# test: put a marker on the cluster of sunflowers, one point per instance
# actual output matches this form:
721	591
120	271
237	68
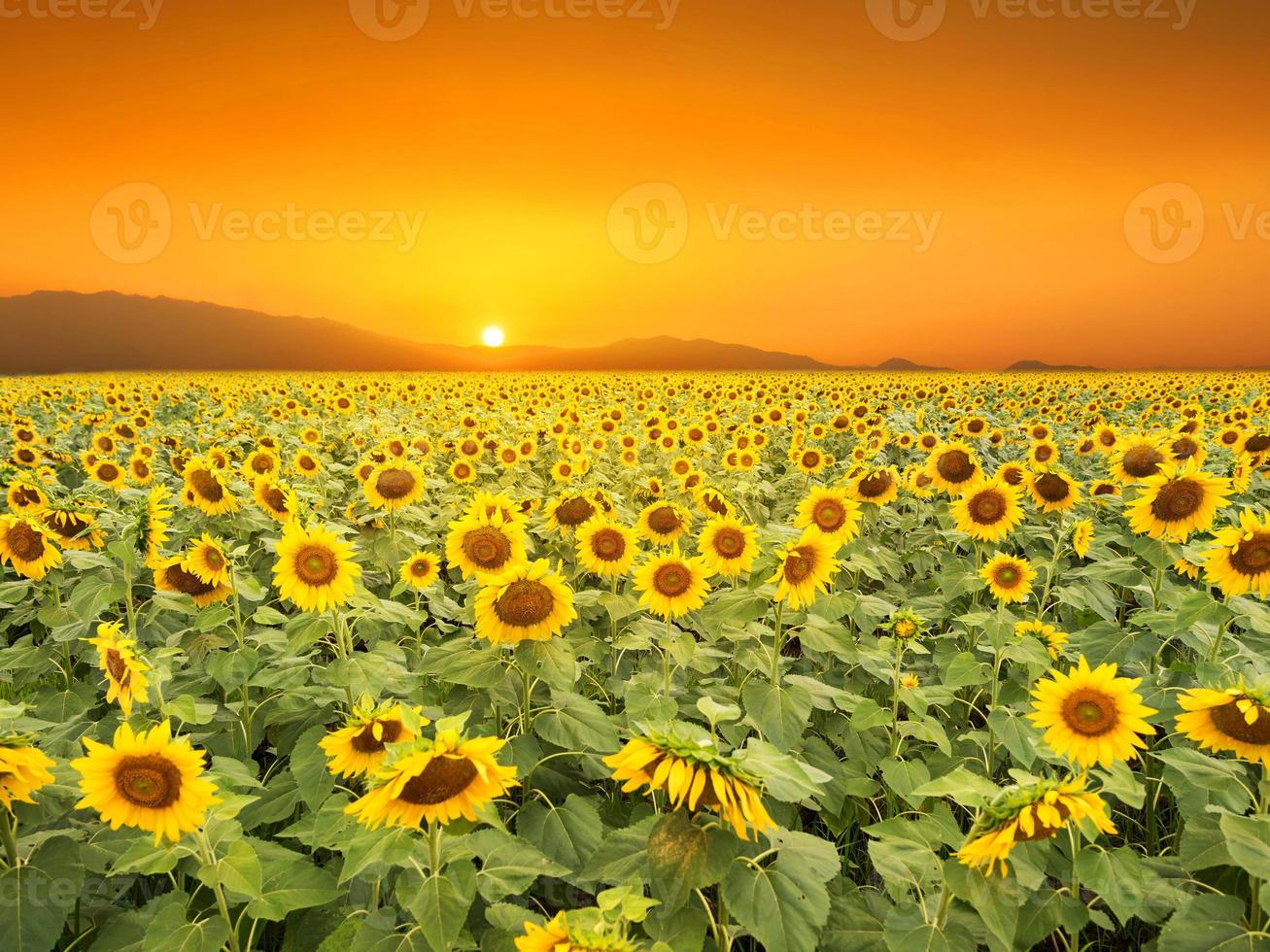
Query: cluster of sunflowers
743	574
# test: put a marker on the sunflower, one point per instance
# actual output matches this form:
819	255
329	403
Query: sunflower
1240	559
663	524
1091	716
529	603
484	546
146	781
437	781
206	561
394	484
27	546
670	584
1051	637
172	575
124	671
1029	814
1053	491
729	546
315	569
606	547
832	512
687	765
988	512
362	744
952	467
1178	501
1009	579
804	570
1236	720
421	570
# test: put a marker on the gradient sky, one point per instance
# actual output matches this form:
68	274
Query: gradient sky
1024	140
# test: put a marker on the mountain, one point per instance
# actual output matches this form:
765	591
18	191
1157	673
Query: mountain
53	331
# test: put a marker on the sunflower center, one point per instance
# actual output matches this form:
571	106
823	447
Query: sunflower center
525	603
574	512
955	466
442	778
395	484
1178	500
487	547
987	508
672	579
364	741
1051	488
24	542
608	545
1090	712
150	781
315	565
1142	460
1229	720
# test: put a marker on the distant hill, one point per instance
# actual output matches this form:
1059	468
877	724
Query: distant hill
65	331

Task objective
Quote every line from the one containing "# test: put a marker on the distant" through the last line, with both ends included.

Expected answer
# test: put a marker on the distant hill, one point per instance
# actual output matches this form:
1059	468
877	724
Query: distant hill
65	331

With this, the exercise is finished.